*Task details*:
Pick out every line in the entries below that contains the word "buds", and copy each of those lines.

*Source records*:
-------------------------
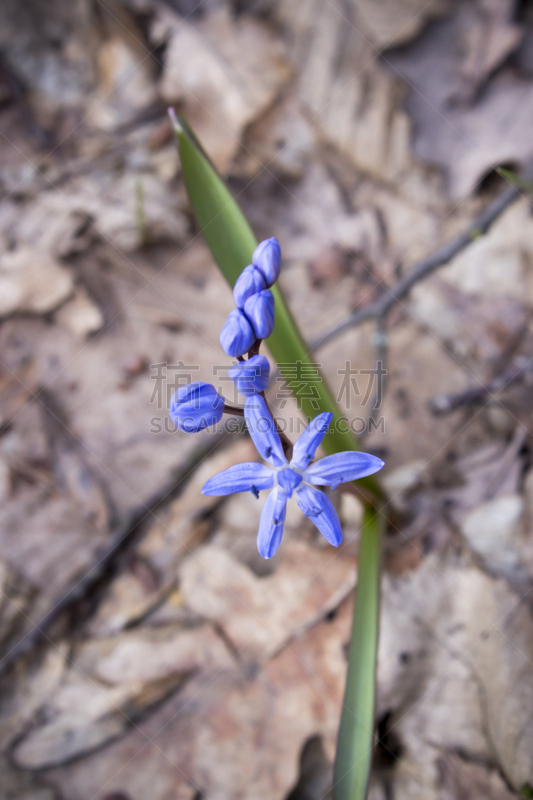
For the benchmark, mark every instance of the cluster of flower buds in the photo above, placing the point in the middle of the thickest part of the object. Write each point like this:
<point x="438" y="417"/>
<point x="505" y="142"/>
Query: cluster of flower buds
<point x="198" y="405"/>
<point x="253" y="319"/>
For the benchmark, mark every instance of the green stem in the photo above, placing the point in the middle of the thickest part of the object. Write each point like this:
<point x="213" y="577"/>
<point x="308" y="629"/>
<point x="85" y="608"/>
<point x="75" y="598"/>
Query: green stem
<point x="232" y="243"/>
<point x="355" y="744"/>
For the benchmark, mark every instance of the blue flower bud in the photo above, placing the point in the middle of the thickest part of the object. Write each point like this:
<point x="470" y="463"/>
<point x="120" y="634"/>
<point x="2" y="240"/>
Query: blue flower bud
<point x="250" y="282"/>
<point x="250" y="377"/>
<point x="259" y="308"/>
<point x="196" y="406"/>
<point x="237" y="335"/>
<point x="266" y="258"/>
-------------------------
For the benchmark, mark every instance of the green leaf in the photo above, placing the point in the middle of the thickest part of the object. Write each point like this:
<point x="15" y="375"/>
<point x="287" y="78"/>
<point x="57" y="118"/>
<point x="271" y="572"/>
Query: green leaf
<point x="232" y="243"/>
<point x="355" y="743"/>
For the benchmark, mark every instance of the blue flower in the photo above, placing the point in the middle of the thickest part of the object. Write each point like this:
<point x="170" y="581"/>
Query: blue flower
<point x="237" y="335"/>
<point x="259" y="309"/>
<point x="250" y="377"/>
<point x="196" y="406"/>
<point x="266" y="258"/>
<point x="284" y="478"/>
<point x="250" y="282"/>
-------------------------
*Correct answer*:
For the benchmark, mark every instance of the cluster of flower buds in the photo above, placing the point in the middle of the thickest part of the object. Write each point like this:
Query: cluster of flower buds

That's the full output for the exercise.